** begin SELECTED EXCERPT **

Feb 28th, 2016–Feb 29th, 2016

Alpine
Natural avalanches unlikely, human triggered possible.
Treeline
Natural avalanches unlikely, human triggered possible.
Below Treeline
Natural avalanches unlikely, human triggered possible.
Alpine
Natural avalanches possible, human triggered probable.
Treeline
Natural avalanches unlikely, human triggered possible.
Below Treeline
Natural avalanches unlikely, human triggered possible.
Alpine
Natural avalanches possible, human triggered probable.
Treeline
Natural avalanches unlikely, human triggered possible.
Below Treeline
Natural avalanches unlikely, human triggered possible.

Regions

Glacier.

Watch for increasing avalanche hazard as new snow load is added to the February 27 surface hoar/ crust weak layer.

Weather Forecast

A frontal system moves through the region today bringing moderate snowfall. 15cm of accumulation is expected by Monday morning. Strong SW winds with freezing levels climbing to 1700m this afternoon. Freezing levels drop on Monday as precipitation intensity declines. A second frontal system moves in on Tuesday bringing up to 20cm by late Thursday.

Snowpack Summary

8cm of new snow sits on a breakable crust on SE through W aspects and widespread surface hoar. Soft slabs in the upper 50cm can be found near ridge crests, but are more stubborn to move now. The February 10th surface hoar / sun crust is down 50-90cm and is much less reactive than a few days ago.

Avalanche Summary

No new activity was observed in the highway corridor. We received a report of a skier triggered size 1 soft slab avalanche in Balu Pass, failing 10cm down on the February 27 surface hoar layer.

Confidence

Intensity of incoming weather systems is uncertain

Problems

Storm Slabs

Storm Slab avalanches are the release of a cohesive layer (a slab) of new snow that breaks within new snow or on the old snow surface. Storm-slabs typically last between a few hours and few days (following snowfall). Storm-slabs that form over a persistent weak layer (surface hoar, depth hoar, or near-surface facets) may be termed Persistent Slabs or may develop into Persistent Slabs.

Persistent Slabs

Persistent Slab avalanches are the release of a cohesive layer of snow (a slab) in the middle to upper snowpack, when the bond to an underlying persistent weak layer breaks. Persistent layers include: surface hoar, depth hoar, near-surface facets, or faceted snow. Persistent weak layers can continue to produce avalanches for days, weeks or even months, making them especially dangerous and tricky. As additional snow and wind events build a thicker slab on top of the persistent weak layer, this avalanche problem may develop into a Deep Persistent Slab.

** end SELECTED EXCERPT **

◆ **THE TASKS**:
1. Quote the avalanche bulletin word for word, beginning at the words "No new activity" and ending after "into Persistent Slabs.".
2. In the avalanche bulletin, on which layer did the skier-triggered avalanche in Balu Pass fail?

** begin INFORMATION GIVEN **

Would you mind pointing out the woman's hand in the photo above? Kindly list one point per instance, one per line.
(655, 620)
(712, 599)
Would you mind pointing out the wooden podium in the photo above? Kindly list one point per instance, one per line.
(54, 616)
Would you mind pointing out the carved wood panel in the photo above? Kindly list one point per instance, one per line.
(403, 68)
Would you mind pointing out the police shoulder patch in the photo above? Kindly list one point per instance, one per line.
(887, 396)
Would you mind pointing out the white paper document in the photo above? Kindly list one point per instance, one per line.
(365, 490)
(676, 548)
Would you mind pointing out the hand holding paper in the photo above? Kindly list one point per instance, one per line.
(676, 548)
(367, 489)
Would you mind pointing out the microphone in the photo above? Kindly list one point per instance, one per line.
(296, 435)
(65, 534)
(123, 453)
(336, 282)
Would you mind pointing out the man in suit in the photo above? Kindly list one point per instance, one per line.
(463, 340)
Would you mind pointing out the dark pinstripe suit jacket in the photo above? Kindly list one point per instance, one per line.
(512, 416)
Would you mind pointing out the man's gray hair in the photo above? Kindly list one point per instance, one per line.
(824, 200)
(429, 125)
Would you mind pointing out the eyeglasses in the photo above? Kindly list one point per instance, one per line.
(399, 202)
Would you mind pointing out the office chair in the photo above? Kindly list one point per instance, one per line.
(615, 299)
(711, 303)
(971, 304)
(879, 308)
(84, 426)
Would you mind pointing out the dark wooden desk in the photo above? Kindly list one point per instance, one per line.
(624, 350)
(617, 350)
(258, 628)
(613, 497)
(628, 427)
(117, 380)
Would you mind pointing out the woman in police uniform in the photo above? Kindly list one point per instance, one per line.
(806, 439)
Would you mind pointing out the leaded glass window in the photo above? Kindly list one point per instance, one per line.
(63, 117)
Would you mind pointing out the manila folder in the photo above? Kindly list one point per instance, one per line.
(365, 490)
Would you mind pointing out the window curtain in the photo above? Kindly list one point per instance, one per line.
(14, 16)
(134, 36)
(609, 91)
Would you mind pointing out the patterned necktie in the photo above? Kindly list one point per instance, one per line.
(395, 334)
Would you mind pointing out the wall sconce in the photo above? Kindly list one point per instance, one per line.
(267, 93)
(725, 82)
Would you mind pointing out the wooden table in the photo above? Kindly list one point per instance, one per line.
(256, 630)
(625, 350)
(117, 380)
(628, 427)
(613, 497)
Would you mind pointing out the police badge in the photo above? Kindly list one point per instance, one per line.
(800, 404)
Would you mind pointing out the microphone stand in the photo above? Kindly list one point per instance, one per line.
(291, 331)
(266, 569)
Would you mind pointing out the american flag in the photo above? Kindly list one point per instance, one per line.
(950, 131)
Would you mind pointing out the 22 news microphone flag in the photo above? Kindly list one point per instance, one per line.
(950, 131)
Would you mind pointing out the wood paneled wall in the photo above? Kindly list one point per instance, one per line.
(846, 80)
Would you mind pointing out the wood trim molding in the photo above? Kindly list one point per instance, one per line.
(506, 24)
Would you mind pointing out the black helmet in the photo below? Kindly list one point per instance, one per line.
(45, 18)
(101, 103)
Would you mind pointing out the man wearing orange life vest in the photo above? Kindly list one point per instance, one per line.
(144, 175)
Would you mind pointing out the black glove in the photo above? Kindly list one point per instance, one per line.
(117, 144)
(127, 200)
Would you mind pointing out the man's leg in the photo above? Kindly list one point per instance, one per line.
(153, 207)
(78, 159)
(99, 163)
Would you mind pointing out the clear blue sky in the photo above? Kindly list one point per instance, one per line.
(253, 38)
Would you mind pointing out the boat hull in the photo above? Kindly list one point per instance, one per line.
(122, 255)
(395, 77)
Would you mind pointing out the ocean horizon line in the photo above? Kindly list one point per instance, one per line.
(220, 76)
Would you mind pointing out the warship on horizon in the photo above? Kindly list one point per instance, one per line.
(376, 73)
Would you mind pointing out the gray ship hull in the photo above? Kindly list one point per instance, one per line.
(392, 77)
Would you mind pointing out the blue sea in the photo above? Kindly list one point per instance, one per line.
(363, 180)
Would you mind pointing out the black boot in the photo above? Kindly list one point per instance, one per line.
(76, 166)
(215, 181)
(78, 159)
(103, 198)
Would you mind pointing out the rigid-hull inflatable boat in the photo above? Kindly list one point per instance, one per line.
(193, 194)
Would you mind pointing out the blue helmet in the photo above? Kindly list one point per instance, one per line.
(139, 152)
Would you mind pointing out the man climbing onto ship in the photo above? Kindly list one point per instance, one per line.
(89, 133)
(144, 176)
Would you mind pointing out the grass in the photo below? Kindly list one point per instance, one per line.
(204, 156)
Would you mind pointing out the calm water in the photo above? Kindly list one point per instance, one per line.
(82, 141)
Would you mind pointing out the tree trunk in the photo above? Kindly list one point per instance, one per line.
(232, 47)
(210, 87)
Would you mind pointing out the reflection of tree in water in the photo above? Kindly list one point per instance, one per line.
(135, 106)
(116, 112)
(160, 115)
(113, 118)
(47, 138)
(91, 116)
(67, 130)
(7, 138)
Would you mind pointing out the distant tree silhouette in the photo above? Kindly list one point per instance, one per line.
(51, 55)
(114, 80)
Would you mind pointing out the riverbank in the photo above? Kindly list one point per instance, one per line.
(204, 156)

** end INFORMATION GIVEN **

◆ **THE SOLUTIONS**:
1.
No new activity was observed in the highway corridor. We received a report of a skier triggered size 1 soft slab avalanche in Balu Pass, failing 10cm down on the February 27 surface hoar layer.

Confidence

Intensity of incoming weather systems is uncertain

Problems

Storm Slabs

Storm Slab avalanches are the release of a cohesive layer (a slab) of new snow that breaks within new snow or on the old snow surface. Storm-slabs typically last between a few hours and few days (following snowfall). Storm-slabs that form over a persistent weak layer (surface hoar, depth hoar, or near-surface facets) may be termed Persistent Slabs or may develop into Persistent Slabs.

2. The February 27 surface hoar layer, 10cm down.